» What the exercise asks: Convert the items below into a numbered list, starting with the line that contains "Every instance of the white building" and going on through the last line of the items, and leave out any blank lines.

» Dataset content:
+ + + +

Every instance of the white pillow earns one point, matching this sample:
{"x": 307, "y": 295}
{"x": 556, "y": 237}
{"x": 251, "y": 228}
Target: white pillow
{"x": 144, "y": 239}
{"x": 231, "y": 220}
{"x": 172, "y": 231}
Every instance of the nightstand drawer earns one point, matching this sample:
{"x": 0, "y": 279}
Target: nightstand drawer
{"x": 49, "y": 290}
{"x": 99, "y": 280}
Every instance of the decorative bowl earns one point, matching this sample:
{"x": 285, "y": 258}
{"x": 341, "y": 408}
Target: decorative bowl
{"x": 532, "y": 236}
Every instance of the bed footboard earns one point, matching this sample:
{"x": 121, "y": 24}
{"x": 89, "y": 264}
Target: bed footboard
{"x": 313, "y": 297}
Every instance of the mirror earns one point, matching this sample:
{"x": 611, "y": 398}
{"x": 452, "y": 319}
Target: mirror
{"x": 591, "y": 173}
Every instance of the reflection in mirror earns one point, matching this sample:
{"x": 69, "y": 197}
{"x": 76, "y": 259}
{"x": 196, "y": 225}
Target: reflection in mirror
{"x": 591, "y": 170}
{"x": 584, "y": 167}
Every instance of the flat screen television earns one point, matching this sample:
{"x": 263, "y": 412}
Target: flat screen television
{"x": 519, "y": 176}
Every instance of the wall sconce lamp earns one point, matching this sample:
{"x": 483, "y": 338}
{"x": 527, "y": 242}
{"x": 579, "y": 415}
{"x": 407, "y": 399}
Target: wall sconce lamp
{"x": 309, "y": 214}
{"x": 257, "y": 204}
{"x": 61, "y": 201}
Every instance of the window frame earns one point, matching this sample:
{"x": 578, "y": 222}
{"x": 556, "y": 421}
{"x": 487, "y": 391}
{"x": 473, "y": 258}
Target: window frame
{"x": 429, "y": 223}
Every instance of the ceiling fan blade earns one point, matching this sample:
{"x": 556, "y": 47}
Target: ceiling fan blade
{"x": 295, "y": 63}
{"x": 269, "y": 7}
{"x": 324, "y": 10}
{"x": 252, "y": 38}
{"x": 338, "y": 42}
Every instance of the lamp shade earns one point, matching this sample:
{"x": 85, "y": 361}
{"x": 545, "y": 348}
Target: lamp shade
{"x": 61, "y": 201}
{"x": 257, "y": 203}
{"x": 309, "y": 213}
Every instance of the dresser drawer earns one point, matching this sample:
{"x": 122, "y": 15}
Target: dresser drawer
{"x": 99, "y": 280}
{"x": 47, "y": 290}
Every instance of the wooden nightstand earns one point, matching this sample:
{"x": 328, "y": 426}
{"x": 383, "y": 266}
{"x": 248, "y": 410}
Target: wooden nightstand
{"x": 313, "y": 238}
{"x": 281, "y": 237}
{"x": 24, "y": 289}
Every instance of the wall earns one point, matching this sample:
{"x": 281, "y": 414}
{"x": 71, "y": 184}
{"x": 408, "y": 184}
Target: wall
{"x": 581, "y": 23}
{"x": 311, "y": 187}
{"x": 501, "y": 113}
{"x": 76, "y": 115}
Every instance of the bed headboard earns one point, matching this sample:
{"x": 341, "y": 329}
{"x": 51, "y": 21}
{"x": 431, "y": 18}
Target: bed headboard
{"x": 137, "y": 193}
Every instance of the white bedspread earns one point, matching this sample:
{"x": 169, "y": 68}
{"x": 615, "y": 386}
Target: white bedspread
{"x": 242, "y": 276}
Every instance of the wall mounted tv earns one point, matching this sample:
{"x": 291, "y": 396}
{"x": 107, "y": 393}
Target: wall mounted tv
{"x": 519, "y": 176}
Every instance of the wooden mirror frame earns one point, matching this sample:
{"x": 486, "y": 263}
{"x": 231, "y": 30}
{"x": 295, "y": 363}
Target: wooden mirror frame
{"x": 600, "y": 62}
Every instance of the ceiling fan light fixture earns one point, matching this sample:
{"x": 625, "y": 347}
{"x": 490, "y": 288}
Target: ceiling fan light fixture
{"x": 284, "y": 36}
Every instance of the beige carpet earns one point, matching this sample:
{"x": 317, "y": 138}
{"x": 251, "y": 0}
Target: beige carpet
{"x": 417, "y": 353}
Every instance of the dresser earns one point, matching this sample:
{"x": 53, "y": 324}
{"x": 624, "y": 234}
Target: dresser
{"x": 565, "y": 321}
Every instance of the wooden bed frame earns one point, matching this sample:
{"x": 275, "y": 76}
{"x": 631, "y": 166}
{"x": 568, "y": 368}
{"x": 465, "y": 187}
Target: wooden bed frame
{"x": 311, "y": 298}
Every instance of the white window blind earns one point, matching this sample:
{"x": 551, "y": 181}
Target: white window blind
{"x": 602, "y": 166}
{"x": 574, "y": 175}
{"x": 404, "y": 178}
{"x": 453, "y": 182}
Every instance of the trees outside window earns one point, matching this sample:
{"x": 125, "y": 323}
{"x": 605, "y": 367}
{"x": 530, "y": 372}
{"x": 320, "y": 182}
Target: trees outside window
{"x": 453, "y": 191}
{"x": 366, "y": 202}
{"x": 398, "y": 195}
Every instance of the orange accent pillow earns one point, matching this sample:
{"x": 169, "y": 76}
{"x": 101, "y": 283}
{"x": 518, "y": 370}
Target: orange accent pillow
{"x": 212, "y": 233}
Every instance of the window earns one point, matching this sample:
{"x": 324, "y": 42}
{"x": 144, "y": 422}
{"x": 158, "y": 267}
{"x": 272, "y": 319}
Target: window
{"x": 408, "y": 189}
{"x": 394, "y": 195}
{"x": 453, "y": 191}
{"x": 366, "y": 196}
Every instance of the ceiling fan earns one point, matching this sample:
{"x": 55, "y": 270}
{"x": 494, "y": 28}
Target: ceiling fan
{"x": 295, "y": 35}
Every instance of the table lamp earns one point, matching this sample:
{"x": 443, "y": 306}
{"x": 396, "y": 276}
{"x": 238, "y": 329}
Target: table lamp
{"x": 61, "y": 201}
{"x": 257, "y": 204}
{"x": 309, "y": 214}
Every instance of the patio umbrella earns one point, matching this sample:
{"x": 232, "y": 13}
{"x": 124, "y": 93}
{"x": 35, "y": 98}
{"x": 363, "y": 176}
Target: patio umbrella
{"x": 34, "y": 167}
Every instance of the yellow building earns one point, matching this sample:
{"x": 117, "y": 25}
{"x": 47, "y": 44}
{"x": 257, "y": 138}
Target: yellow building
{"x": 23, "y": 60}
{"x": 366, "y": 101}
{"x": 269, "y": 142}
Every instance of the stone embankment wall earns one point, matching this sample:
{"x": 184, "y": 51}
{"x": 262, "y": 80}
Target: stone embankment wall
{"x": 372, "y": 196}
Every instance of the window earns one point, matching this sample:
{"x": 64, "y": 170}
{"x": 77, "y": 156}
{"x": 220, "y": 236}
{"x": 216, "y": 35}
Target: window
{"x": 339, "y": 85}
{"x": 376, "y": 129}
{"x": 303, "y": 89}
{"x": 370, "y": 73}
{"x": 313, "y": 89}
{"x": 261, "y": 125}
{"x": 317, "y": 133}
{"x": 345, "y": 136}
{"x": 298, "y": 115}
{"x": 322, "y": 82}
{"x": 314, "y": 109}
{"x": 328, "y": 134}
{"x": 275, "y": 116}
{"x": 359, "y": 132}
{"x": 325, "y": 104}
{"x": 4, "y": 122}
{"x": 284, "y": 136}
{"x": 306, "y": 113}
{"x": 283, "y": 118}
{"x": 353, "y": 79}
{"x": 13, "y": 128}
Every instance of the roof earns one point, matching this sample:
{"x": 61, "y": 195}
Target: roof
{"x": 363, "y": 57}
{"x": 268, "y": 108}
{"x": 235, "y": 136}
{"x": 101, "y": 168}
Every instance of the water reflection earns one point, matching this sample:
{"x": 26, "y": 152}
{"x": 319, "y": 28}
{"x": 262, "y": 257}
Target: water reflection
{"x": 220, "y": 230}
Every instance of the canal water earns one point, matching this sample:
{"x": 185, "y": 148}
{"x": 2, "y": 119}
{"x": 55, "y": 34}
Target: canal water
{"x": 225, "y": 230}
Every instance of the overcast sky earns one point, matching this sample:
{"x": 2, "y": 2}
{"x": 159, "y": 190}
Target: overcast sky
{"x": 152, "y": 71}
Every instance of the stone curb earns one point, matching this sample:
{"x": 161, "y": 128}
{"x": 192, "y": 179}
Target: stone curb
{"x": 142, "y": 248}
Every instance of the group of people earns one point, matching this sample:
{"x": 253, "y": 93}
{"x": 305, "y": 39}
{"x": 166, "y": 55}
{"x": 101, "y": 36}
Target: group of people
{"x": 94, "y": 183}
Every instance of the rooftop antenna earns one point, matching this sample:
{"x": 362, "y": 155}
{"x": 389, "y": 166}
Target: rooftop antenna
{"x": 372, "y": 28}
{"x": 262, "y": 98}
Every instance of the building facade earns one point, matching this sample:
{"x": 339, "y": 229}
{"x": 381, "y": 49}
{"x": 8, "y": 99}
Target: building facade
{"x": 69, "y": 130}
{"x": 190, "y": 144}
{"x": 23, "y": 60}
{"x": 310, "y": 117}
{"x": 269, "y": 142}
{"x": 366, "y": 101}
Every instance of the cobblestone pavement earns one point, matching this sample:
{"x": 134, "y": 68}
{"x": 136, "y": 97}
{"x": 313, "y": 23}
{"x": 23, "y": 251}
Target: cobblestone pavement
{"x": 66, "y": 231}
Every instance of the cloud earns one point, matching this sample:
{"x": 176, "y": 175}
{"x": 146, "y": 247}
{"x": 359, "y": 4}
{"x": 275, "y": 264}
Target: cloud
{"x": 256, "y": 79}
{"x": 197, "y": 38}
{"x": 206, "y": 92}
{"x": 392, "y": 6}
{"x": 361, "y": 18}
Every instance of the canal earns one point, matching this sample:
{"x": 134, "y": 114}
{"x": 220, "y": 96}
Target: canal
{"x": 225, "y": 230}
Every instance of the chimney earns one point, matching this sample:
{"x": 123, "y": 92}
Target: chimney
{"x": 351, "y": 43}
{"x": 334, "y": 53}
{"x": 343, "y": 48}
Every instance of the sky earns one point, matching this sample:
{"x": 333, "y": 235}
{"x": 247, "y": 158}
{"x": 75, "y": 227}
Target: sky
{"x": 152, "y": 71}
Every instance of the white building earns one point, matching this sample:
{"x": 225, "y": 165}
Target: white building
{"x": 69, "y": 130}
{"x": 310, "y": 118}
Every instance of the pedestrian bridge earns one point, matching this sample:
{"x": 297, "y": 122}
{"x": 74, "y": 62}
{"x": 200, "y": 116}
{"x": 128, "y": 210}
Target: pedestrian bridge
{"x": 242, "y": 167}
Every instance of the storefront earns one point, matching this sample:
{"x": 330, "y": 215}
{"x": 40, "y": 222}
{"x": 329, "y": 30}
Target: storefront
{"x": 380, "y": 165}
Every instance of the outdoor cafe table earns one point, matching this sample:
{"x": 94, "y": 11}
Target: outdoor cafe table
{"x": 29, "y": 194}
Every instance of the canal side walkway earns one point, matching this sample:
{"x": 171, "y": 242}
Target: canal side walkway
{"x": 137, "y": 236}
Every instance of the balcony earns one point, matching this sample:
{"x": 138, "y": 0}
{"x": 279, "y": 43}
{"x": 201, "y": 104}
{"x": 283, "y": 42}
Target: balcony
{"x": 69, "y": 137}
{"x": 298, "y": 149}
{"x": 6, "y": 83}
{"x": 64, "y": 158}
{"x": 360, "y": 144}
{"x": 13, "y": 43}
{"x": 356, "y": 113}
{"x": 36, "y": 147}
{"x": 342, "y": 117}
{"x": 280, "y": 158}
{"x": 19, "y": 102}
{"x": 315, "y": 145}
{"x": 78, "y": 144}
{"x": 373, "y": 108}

+ + + +

» Result of this exercise:
1. Every instance of the white building earns one point, matching this sample:
2. {"x": 225, "y": 165}
3. Target: white building
4. {"x": 69, "y": 130}
5. {"x": 310, "y": 118}
6. Every instance of the pedestrian bridge earns one point, matching this sample:
7. {"x": 297, "y": 122}
8. {"x": 74, "y": 62}
9. {"x": 200, "y": 116}
10. {"x": 128, "y": 210}
11. Target: pedestrian bridge
12. {"x": 242, "y": 167}
13. Every instance of the storefront earns one point, matching this sample:
14. {"x": 330, "y": 215}
15. {"x": 40, "y": 222}
16. {"x": 329, "y": 30}
17. Target: storefront
18. {"x": 380, "y": 165}
19. Every instance of the outdoor cafe table earns one point, matching this sample:
20. {"x": 94, "y": 11}
21. Target: outdoor cafe table
22. {"x": 29, "y": 194}
23. Every instance of the canal side walkway earns one point, matching this sample:
24. {"x": 171, "y": 242}
25. Target: canal side walkway
26. {"x": 137, "y": 236}
27. Every instance of the balcony earns one point, matching this sample:
28. {"x": 138, "y": 0}
29. {"x": 279, "y": 43}
30. {"x": 201, "y": 104}
31. {"x": 283, "y": 42}
32. Target: balcony
33. {"x": 69, "y": 137}
34. {"x": 298, "y": 149}
35. {"x": 6, "y": 83}
36. {"x": 64, "y": 158}
37. {"x": 360, "y": 144}
38. {"x": 13, "y": 43}
39. {"x": 356, "y": 113}
40. {"x": 36, "y": 147}
41. {"x": 342, "y": 117}
42. {"x": 280, "y": 158}
43. {"x": 19, "y": 102}
44. {"x": 315, "y": 145}
45. {"x": 78, "y": 144}
46. {"x": 373, "y": 108}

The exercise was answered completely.